• TASK PROMPT
Print the stretch of the deepfake scam report that opens with the words containing "Researchers at Palo" and closes with "of 114,000 times.".

• TEXT
Researchers at Palo Alto Networks’ Unit 42 are tracking dozens of scam campaigns that are using deepfake videos to impersonate CEOs, news anchors, and high-profile government officials.
Unit 42 believes a single threat actor is behind the scheme. The researchers discovered hundreds of domains used to spread these campaigns, each of which has been visited an average of 114,000 times.
The goal of the operation is to spread investment scams and fake government-sponsored giveaways.
“Starting with a campaign promoting an investment scheme called Quantum AI, we studied the infrastructure behind this campaign to track its spread over time,” the researchers write. “Through this infrastructure investigation, we discovered several additional deepfake campaigns leveraging completely different themes that the same threat actor group created and promoted.”
The scammers are targeting users around the world, tailoring the campaigns for specific countries.
“We discovered deepfake videos in several different languages, including English, Spanish, French, Italian, Turkish, Czech and Russian. Each campaign typically targets potential victims in a single country, including Canada, Mexico, France, Italy, Turkey, Czechia, Singapore, Kazakhstan and Uzbekistan.

• Point placement records
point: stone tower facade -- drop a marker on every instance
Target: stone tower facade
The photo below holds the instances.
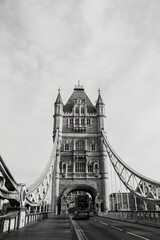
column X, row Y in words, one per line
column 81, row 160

• COMPLETE ANSWER
Researchers at Palo Alto Networks’ Unit 42 are tracking dozens of scam campaigns that are using deepfake videos to impersonate CEOs, news anchors, and high-profile government officials.
Unit 42 believes a single threat actor is behind the scheme. The researchers discovered hundreds of domains used to spread these campaigns, each of which has been visited an average of 114,000 times.